■ Records for this task ■
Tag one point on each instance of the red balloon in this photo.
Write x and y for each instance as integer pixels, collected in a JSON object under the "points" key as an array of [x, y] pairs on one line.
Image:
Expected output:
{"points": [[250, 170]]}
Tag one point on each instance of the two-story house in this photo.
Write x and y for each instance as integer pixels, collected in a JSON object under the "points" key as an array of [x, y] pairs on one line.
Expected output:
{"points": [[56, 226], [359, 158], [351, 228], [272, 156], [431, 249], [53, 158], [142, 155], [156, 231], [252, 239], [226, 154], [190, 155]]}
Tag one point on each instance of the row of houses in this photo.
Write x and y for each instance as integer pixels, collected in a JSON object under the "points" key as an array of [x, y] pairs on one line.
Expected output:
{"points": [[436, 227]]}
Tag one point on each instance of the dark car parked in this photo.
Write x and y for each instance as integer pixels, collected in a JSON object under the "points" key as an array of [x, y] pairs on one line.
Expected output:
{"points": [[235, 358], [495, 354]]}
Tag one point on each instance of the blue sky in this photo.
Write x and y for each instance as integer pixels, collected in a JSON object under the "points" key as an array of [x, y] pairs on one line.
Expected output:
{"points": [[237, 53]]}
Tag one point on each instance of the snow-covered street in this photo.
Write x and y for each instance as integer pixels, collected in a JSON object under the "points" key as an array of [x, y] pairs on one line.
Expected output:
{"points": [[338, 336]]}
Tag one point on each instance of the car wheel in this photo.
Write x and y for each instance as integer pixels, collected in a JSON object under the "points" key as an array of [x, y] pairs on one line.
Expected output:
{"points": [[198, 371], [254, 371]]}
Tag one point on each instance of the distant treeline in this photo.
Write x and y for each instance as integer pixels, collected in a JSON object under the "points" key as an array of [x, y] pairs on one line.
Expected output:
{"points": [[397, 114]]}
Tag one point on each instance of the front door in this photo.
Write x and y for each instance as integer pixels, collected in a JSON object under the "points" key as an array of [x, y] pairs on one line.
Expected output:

■ What is expected ■
Copy every one of the records above word for word, with no changes.

■ The answer ■
Tag one point on each instance of the red balloon in this photo.
Write x and y for each instance as integer pixels, collected in a JSON object under the "points" key as an array of [x, y] pairs on one line.
Image:
Expected output:
{"points": [[250, 170]]}
Tag one point on each instance of the two-story house in this photo.
Write x and y for each instance as integer pixels, collected in a JSON object under the "points" key as an array of [x, y] pairs on one line.
Expected output:
{"points": [[56, 226], [359, 158], [351, 228], [272, 156], [431, 249], [53, 158], [142, 155], [156, 231], [252, 239], [226, 154], [190, 155]]}
Tag one point on each instance of the row of houses in this photo.
Write x and y for each instance as integer pixels, collected in a JSON object under the "points" key as an array of [x, y] pairs on one line.
Expected output:
{"points": [[436, 227]]}
Tag one point on each instance of the dark car parked in this photo.
Write x and y for each instance as integer pixels, collected in a JSON object under the "points" key as an array of [x, y] pairs on one line.
Expected output:
{"points": [[235, 358], [495, 354]]}
Tag one point on each instance of the blue sky in this photo.
Write x and y for each instance as integer pixels, collected in a JSON object under the "points" key as an array of [x, y] pairs on one line.
Expected output:
{"points": [[237, 53]]}
Tag one point on each instance of the snow-covered street in this photo.
Write x and y for each instance as integer pixels, collected in a JSON object under the "points" key as an array of [x, y] pairs on one line.
Expected output:
{"points": [[338, 336]]}
Tag one point on each instance of the car wheel in this photo.
Write x and y for each instance as integer pixels, collected in a JSON object under the "points" key as an array of [x, y] pairs on one line.
Expected output:
{"points": [[198, 371], [254, 371]]}
Tag one point on each instance of the distant treeline in this photo.
Write x and y for each instance as integer pixels, collected in a JSON object under the "points" key as an array of [x, y] pairs on one line.
Expected output:
{"points": [[397, 114]]}
Tag one point on each instance of the front door in this photo.
Write x and y for each instance as integer pixels, collected in a JSON object under the "points" key as an array of [x, y] pairs on one line.
Expected output:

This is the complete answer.